_Point annotation records:_

____________

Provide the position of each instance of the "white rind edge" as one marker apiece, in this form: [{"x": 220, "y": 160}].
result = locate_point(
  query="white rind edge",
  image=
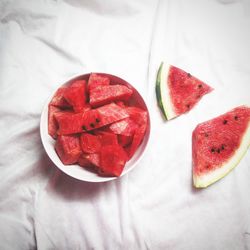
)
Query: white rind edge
[
  {"x": 201, "y": 181},
  {"x": 166, "y": 101}
]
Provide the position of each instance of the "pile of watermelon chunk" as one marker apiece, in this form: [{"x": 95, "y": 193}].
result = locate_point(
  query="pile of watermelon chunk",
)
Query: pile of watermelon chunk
[{"x": 97, "y": 124}]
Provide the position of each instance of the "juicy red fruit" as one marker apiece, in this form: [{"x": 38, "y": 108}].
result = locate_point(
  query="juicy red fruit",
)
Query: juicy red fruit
[
  {"x": 90, "y": 143},
  {"x": 96, "y": 80},
  {"x": 76, "y": 95},
  {"x": 106, "y": 94},
  {"x": 68, "y": 149},
  {"x": 95, "y": 124},
  {"x": 185, "y": 89}
]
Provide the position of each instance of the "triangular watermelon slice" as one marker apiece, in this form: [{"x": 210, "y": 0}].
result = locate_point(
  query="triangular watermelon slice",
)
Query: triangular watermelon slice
[
  {"x": 178, "y": 91},
  {"x": 219, "y": 144},
  {"x": 96, "y": 80},
  {"x": 90, "y": 120},
  {"x": 68, "y": 149},
  {"x": 58, "y": 99},
  {"x": 102, "y": 95},
  {"x": 76, "y": 95}
]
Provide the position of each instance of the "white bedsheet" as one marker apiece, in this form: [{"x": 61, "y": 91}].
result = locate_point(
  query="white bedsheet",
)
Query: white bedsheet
[{"x": 43, "y": 44}]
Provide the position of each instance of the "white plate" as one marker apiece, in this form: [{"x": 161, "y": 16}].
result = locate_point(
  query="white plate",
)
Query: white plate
[{"x": 76, "y": 171}]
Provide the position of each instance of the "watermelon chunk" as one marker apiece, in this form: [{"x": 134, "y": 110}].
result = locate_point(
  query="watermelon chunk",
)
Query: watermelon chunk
[
  {"x": 178, "y": 91},
  {"x": 102, "y": 95},
  {"x": 137, "y": 115},
  {"x": 52, "y": 123},
  {"x": 219, "y": 144},
  {"x": 75, "y": 95},
  {"x": 124, "y": 140},
  {"x": 124, "y": 127},
  {"x": 112, "y": 160},
  {"x": 90, "y": 143},
  {"x": 107, "y": 138},
  {"x": 137, "y": 140},
  {"x": 68, "y": 149},
  {"x": 90, "y": 161},
  {"x": 96, "y": 80},
  {"x": 90, "y": 120},
  {"x": 58, "y": 99}
]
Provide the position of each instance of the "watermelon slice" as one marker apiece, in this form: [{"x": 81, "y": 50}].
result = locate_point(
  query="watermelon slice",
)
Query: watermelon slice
[
  {"x": 178, "y": 91},
  {"x": 102, "y": 95},
  {"x": 90, "y": 120},
  {"x": 97, "y": 124},
  {"x": 90, "y": 161},
  {"x": 58, "y": 99},
  {"x": 107, "y": 138},
  {"x": 112, "y": 160},
  {"x": 76, "y": 95},
  {"x": 68, "y": 149},
  {"x": 52, "y": 123},
  {"x": 124, "y": 140},
  {"x": 90, "y": 143},
  {"x": 96, "y": 80},
  {"x": 124, "y": 127},
  {"x": 137, "y": 140},
  {"x": 219, "y": 144}
]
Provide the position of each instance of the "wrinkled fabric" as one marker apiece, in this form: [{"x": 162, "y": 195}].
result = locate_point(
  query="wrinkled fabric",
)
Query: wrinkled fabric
[{"x": 45, "y": 43}]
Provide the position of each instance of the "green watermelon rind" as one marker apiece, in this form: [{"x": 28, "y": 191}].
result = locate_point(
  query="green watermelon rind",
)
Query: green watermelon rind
[
  {"x": 203, "y": 181},
  {"x": 162, "y": 92}
]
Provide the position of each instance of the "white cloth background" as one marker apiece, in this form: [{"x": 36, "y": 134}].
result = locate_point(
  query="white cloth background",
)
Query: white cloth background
[{"x": 43, "y": 44}]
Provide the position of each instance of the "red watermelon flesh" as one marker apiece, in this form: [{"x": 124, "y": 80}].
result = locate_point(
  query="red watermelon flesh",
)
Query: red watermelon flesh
[
  {"x": 124, "y": 140},
  {"x": 59, "y": 100},
  {"x": 185, "y": 89},
  {"x": 90, "y": 160},
  {"x": 139, "y": 116},
  {"x": 137, "y": 140},
  {"x": 107, "y": 138},
  {"x": 89, "y": 120},
  {"x": 96, "y": 80},
  {"x": 124, "y": 127},
  {"x": 52, "y": 123},
  {"x": 90, "y": 143},
  {"x": 216, "y": 142},
  {"x": 76, "y": 95},
  {"x": 68, "y": 149},
  {"x": 112, "y": 160},
  {"x": 102, "y": 95}
]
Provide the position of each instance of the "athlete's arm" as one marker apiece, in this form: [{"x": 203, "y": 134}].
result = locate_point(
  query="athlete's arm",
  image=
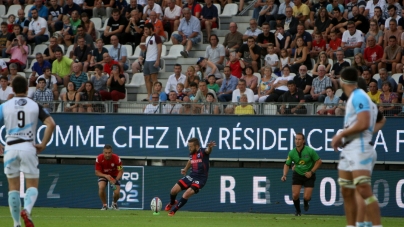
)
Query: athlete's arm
[
  {"x": 211, "y": 144},
  {"x": 187, "y": 166},
  {"x": 50, "y": 127}
]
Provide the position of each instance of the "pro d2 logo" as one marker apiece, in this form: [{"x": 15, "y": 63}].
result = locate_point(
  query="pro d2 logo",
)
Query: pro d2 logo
[{"x": 131, "y": 194}]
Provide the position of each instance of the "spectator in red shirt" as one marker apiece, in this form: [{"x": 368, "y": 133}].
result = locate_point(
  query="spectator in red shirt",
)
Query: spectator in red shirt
[
  {"x": 109, "y": 62},
  {"x": 334, "y": 44},
  {"x": 108, "y": 168},
  {"x": 318, "y": 45},
  {"x": 373, "y": 54}
]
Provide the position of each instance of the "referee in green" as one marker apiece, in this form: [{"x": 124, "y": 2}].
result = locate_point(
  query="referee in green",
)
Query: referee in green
[{"x": 306, "y": 162}]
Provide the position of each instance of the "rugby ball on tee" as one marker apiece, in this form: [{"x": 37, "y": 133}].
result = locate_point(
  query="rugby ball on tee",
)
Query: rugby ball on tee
[{"x": 156, "y": 204}]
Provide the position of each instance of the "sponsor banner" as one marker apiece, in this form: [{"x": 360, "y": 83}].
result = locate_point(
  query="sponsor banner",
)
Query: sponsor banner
[
  {"x": 237, "y": 137},
  {"x": 227, "y": 190}
]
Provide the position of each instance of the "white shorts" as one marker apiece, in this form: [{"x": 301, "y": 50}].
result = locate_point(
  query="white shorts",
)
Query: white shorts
[
  {"x": 21, "y": 158},
  {"x": 356, "y": 156}
]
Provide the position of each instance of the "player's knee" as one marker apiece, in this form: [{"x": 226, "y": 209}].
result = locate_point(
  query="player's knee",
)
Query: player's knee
[{"x": 344, "y": 183}]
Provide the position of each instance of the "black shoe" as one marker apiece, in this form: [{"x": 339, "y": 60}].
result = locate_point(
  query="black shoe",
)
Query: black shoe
[{"x": 306, "y": 207}]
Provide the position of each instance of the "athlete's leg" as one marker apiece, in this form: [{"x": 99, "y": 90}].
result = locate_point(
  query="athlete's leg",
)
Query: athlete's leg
[
  {"x": 348, "y": 193},
  {"x": 295, "y": 196},
  {"x": 116, "y": 193},
  {"x": 362, "y": 181},
  {"x": 101, "y": 192},
  {"x": 14, "y": 201},
  {"x": 32, "y": 192}
]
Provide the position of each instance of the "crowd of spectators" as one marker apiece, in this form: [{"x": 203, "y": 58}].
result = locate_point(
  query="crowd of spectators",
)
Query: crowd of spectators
[{"x": 270, "y": 62}]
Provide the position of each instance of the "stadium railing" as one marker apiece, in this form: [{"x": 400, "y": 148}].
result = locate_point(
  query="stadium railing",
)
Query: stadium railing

____________

_Written instruction:_ Reproduce all entries exactly. Pictures do not belong in the copy.

_Output:_
Provide the position of each instance of the "white rind edge" as one marker apiece, in this form: [{"x": 220, "y": 160}].
result = locate_point(
  query="white rind edge",
  image=
)
Query: white rind edge
[
  {"x": 201, "y": 181},
  {"x": 166, "y": 101}
]
Provide the position of each instance of the "pile of watermelon chunk" as one marker apiece, in this form: [{"x": 95, "y": 193}].
result = locate_point(
  query="pile of watermelon chunk",
)
Query: pile of watermelon chunk
[{"x": 97, "y": 124}]
Provide the position of each instance of the "juicy red fruit" as one marker apiece, in this form: [{"x": 38, "y": 108}].
result = locate_point(
  query="juicy red fruit",
)
Query: juicy red fruit
[
  {"x": 90, "y": 143},
  {"x": 96, "y": 80},
  {"x": 76, "y": 95},
  {"x": 106, "y": 94},
  {"x": 68, "y": 149},
  {"x": 95, "y": 124},
  {"x": 185, "y": 89}
]
Provide the position of each instance of the "triangular watermelon slice" as one marker apiece, in this form: [{"x": 210, "y": 0}].
result = locate_point(
  query="triangular watermelon slice",
)
Query: triangular watermelon slice
[
  {"x": 178, "y": 91},
  {"x": 219, "y": 144},
  {"x": 96, "y": 80},
  {"x": 90, "y": 120},
  {"x": 68, "y": 149},
  {"x": 58, "y": 99},
  {"x": 102, "y": 95},
  {"x": 76, "y": 95}
]
Provide the position of each instance of the "white bedsheet" as one marker apiece, in this form: [{"x": 61, "y": 91}].
result = locate_point(
  query="white bedsheet",
)
Query: white bedsheet
[{"x": 43, "y": 44}]
Provide the position of each instance of the "white plate" as one marker apiece, in this form: [{"x": 161, "y": 16}].
result = locate_point(
  query="white plate",
)
Query: white plate
[{"x": 76, "y": 171}]
Provide the position of each instance of the "watermelon chunk" as one marker apiece, in this form: [{"x": 134, "y": 110}].
result = locate_point(
  query="watermelon chunk",
)
Query: watermelon chunk
[
  {"x": 178, "y": 91},
  {"x": 102, "y": 95},
  {"x": 137, "y": 115},
  {"x": 52, "y": 123},
  {"x": 219, "y": 144},
  {"x": 75, "y": 95},
  {"x": 124, "y": 140},
  {"x": 124, "y": 127},
  {"x": 112, "y": 160},
  {"x": 90, "y": 143},
  {"x": 107, "y": 138},
  {"x": 137, "y": 140},
  {"x": 68, "y": 149},
  {"x": 90, "y": 161},
  {"x": 96, "y": 80},
  {"x": 90, "y": 120},
  {"x": 58, "y": 99}
]
Provide the position of each instance of the "watermelon slice" as one marker apiece, in this form: [{"x": 81, "y": 50}].
result = locate_point(
  query="watermelon slice",
)
Query: watermelon slice
[
  {"x": 178, "y": 91},
  {"x": 102, "y": 95},
  {"x": 90, "y": 120},
  {"x": 97, "y": 124},
  {"x": 90, "y": 161},
  {"x": 58, "y": 99},
  {"x": 107, "y": 138},
  {"x": 112, "y": 160},
  {"x": 76, "y": 95},
  {"x": 68, "y": 149},
  {"x": 52, "y": 123},
  {"x": 124, "y": 140},
  {"x": 90, "y": 143},
  {"x": 96, "y": 80},
  {"x": 124, "y": 127},
  {"x": 137, "y": 140},
  {"x": 219, "y": 144}
]
Provide the position of each instance of the "wrinkled fabric" as one marker apiece, in this form: [{"x": 162, "y": 195}].
result = locate_point(
  query="wrinkled fabric",
)
Query: wrinkled fabric
[{"x": 45, "y": 43}]
Provide the position of each instance of the "green watermelon rind" as one marker apiece, in this form: [{"x": 28, "y": 191}].
result = locate_point(
  query="green watermelon rind",
)
Query: green watermelon rind
[
  {"x": 203, "y": 181},
  {"x": 162, "y": 92}
]
Provide the position of each instance of the "white cloth background" as one marker apiece, in this form: [{"x": 36, "y": 134}].
result = locate_point(
  query="white cloth background",
)
Query: white cloth background
[{"x": 43, "y": 44}]
Provide the position of each instance of the "red watermelon flesh" as one marker apiece, in this form: [{"x": 124, "y": 80}].
result = locate_point(
  query="red watermelon flesh",
)
Query: red watermelon flesh
[
  {"x": 124, "y": 140},
  {"x": 59, "y": 100},
  {"x": 185, "y": 89},
  {"x": 90, "y": 160},
  {"x": 139, "y": 116},
  {"x": 137, "y": 140},
  {"x": 107, "y": 138},
  {"x": 89, "y": 120},
  {"x": 96, "y": 80},
  {"x": 124, "y": 127},
  {"x": 52, "y": 123},
  {"x": 90, "y": 143},
  {"x": 216, "y": 142},
  {"x": 76, "y": 95},
  {"x": 68, "y": 149},
  {"x": 112, "y": 160},
  {"x": 102, "y": 95}
]
Provide the position of each instance of the "athlete's arm" as one marker apiece, in this form: [{"x": 203, "y": 134}].
result = locate_point(
  query="athlete's arm",
  image=
)
Query: athlete's arm
[
  {"x": 211, "y": 144},
  {"x": 187, "y": 166},
  {"x": 50, "y": 127}
]
Provide the position of each instance of the "pro d2 logo" as one marker apiece, in this form: [{"x": 15, "y": 63}].
result = locate_point(
  query="pro d2 logo",
)
Query: pro d2 logo
[{"x": 131, "y": 194}]
Provide the position of each instance of the "spectator in red shirt" as one marker apiece, in this form: [{"x": 368, "y": 133}].
result = locate_point(
  query="spectator in red shirt",
)
Query: spectator in red shirt
[
  {"x": 109, "y": 62},
  {"x": 334, "y": 44},
  {"x": 108, "y": 168},
  {"x": 318, "y": 45},
  {"x": 373, "y": 54}
]
Provide the position of each instance of the "referee in green" as one marker apiece, in this form: [{"x": 124, "y": 2}].
result = locate_point(
  query="referee in green",
)
Query: referee in green
[{"x": 306, "y": 162}]
Provide the position of each instance of the "rugby ball on tee" as one marker apiece, in this form: [{"x": 37, "y": 133}].
result = locate_point(
  query="rugby ball on tee",
)
Query: rugby ball on tee
[{"x": 156, "y": 204}]
Provide the position of each instance of the "sponsor banner" as one marker apiece, in this form: [{"x": 360, "y": 83}].
result = locate_point(
  query="sponsor banner",
)
Query: sponsor banner
[
  {"x": 237, "y": 137},
  {"x": 227, "y": 190}
]
Provide the position of each instance of the "white shorts" as one marker apiece, in this form: [{"x": 301, "y": 50}].
result = locate_point(
  query="white shorts",
)
Query: white shorts
[
  {"x": 21, "y": 158},
  {"x": 356, "y": 156}
]
Provide the position of each instance of the "player's knee" as one marker apiece, in this form: [{"x": 226, "y": 209}].
result = locate_point(
  query="player's knee",
)
Query: player's knee
[{"x": 344, "y": 183}]
Provide the position of each instance of the "black shoe" as one marker apiece, in this form: [{"x": 339, "y": 60}].
result = locate_point(
  query="black shoe",
)
Query: black shoe
[{"x": 306, "y": 207}]
Provide the position of each instance of the "athlete's leg" as one marker apiece, in this form: [{"x": 99, "y": 90}].
result = locate_point(
  query="athlete's leg",
)
Query: athlete's leg
[
  {"x": 348, "y": 193},
  {"x": 295, "y": 196},
  {"x": 116, "y": 193},
  {"x": 362, "y": 181},
  {"x": 101, "y": 192},
  {"x": 14, "y": 201},
  {"x": 32, "y": 192}
]
Provide the position of each instance of the "crowd of spectators" as one marker apiece, in this form: [{"x": 203, "y": 58}].
result = locate_point(
  query="crowd of spectators",
)
Query: crowd of spectators
[{"x": 270, "y": 62}]
Provide the position of each instance of the "stadium railing" as one marker apiece, in this form: [{"x": 400, "y": 148}].
result = locate_point(
  query="stadium railing",
)
Query: stadium railing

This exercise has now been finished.